* Aim
Rewrite the lines below, changing "white plastic bag" to "brown paper bag" everywhere and leaving everything else untouched. Omit the pictures from your answer.
··········
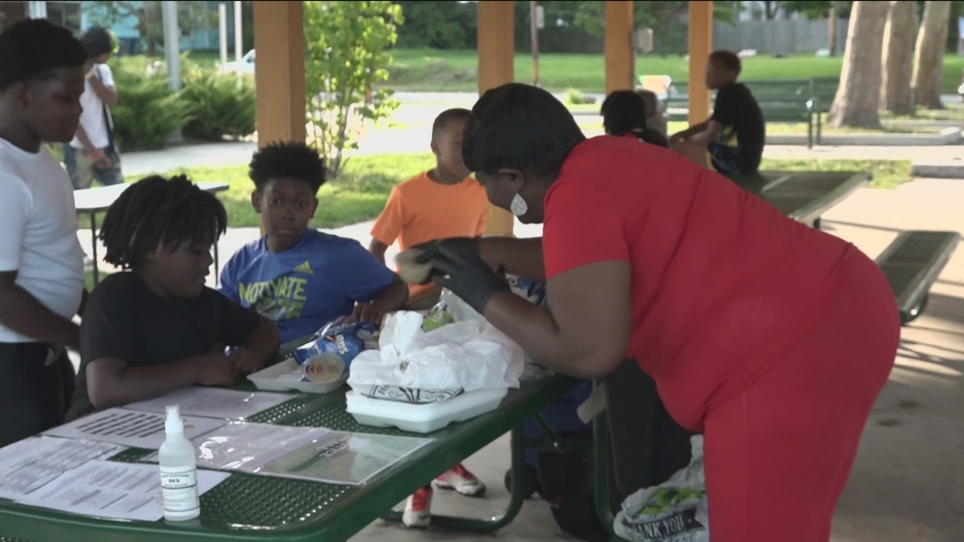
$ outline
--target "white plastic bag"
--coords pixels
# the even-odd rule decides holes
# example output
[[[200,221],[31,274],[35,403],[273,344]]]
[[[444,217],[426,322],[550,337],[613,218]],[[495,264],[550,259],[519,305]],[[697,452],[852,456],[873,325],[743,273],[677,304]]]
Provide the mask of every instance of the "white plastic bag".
··········
* Answer in full
$ outline
--target "brown paper bag"
--coords pixels
# the even-odd rule decides holes
# example output
[[[200,221],[31,274],[35,403],[273,344]]]
[[[444,217],[426,322],[550,337],[613,218]],[[495,264],[550,259],[519,305]],[[697,452],[852,456],[873,325],[743,273],[677,304]]]
Provide the mask of every instance of the "brown paper bag".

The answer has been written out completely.